BEGIN

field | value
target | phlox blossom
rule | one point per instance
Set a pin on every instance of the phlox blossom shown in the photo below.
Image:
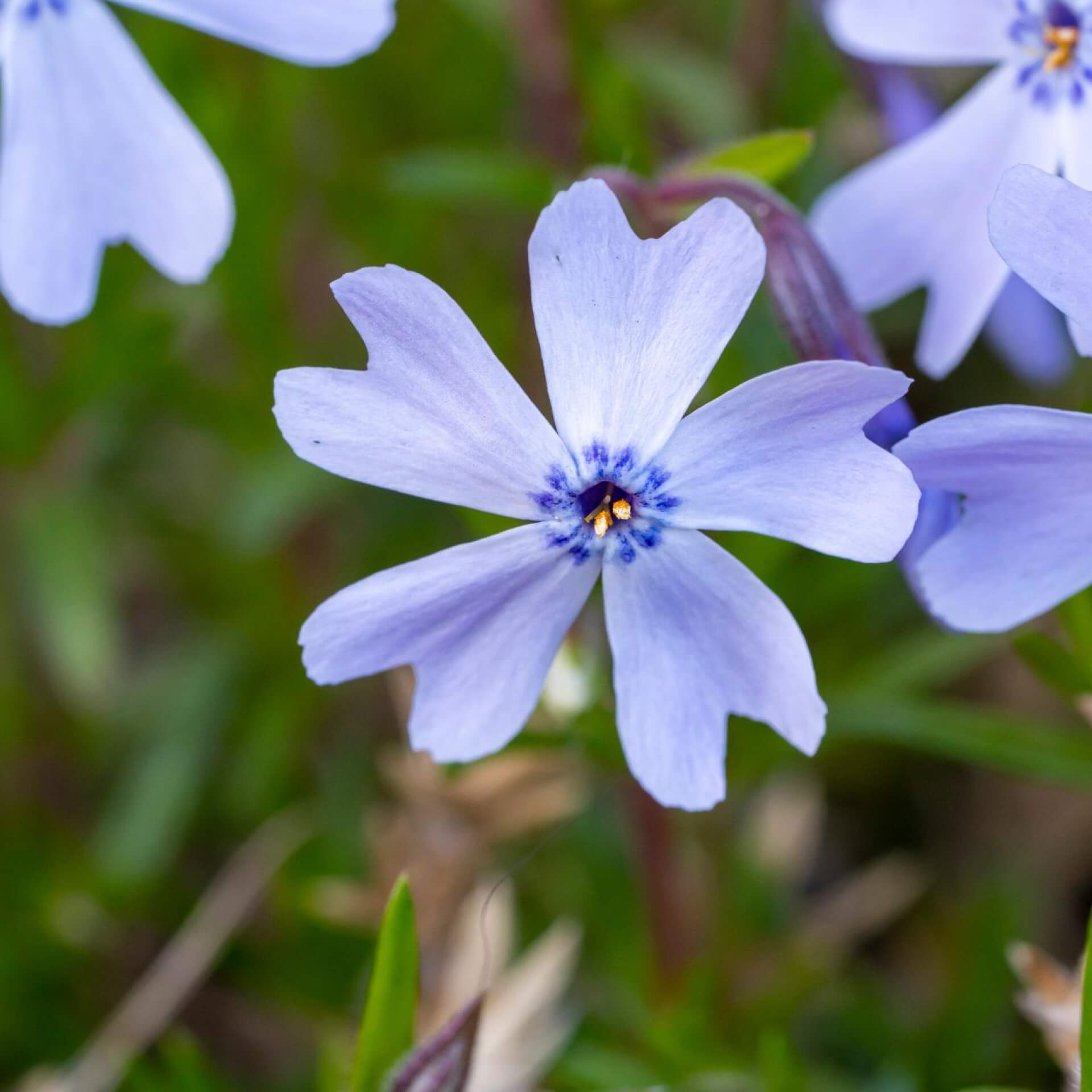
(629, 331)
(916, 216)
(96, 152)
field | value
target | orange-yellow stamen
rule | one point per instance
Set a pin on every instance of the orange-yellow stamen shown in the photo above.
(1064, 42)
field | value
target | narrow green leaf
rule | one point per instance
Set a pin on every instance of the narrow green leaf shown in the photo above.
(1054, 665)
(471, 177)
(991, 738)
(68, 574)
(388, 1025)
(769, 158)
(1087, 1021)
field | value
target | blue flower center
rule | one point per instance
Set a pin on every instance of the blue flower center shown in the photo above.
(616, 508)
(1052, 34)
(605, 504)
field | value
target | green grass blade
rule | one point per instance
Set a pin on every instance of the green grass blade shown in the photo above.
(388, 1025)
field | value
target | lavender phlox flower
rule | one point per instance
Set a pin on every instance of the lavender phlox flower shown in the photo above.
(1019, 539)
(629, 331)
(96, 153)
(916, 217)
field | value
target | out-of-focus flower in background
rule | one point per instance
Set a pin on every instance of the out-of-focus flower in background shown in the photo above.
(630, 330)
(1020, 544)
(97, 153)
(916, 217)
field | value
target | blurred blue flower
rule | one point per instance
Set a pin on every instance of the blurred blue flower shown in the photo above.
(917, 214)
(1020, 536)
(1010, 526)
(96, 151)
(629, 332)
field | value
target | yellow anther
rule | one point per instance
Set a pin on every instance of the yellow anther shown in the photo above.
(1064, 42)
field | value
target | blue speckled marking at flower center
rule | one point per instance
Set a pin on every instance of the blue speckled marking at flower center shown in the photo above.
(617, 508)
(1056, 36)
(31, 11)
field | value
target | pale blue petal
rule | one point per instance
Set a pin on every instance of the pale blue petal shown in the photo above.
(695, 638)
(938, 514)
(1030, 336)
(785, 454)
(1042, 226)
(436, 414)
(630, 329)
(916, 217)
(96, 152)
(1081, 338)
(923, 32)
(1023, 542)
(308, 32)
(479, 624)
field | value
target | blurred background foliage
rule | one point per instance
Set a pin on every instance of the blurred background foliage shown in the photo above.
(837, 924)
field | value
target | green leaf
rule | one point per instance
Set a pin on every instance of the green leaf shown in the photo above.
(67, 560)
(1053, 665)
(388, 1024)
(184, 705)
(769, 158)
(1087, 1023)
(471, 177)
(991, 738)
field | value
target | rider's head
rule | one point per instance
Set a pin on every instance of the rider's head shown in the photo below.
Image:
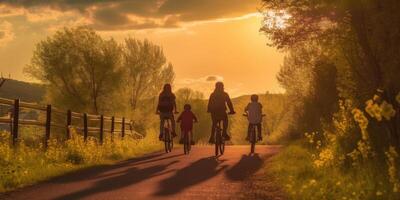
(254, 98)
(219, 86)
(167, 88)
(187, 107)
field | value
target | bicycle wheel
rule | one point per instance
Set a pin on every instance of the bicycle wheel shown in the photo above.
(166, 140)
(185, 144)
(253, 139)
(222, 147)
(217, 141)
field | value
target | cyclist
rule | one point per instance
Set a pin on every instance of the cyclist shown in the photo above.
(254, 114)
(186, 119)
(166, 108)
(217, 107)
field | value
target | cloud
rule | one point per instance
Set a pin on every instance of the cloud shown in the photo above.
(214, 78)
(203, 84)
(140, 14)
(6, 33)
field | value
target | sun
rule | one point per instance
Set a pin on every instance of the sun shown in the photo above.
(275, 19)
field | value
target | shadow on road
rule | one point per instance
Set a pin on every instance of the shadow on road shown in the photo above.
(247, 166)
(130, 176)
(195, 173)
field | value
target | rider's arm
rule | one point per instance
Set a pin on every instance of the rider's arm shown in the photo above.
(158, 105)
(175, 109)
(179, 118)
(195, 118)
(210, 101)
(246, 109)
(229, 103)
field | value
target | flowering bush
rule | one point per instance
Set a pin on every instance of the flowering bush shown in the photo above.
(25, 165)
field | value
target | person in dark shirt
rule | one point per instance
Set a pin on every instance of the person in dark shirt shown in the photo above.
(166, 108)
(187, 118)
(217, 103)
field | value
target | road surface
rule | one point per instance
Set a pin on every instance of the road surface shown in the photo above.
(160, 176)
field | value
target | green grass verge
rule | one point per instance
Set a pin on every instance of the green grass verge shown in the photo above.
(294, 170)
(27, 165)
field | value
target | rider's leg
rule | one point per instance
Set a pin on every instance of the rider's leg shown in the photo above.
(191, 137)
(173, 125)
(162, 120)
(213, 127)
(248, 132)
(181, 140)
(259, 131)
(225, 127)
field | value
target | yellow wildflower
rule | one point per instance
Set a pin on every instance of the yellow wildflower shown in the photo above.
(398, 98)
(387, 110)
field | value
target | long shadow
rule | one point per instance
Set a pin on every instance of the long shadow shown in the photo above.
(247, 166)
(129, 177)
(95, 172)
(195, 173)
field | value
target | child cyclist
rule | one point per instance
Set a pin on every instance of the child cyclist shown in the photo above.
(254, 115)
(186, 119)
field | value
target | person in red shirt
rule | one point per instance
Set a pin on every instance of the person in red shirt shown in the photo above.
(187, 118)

END

- [WORK ORDER]: Reproduce exactly the line containing "Set a pin on every instance of the person in red" and every line after it through the end of the records above, and nothing else.

- [RESULT OF THIS TASK]:
Set a pin on every instance of the person in red shirt shown in the photo above.
(187, 118)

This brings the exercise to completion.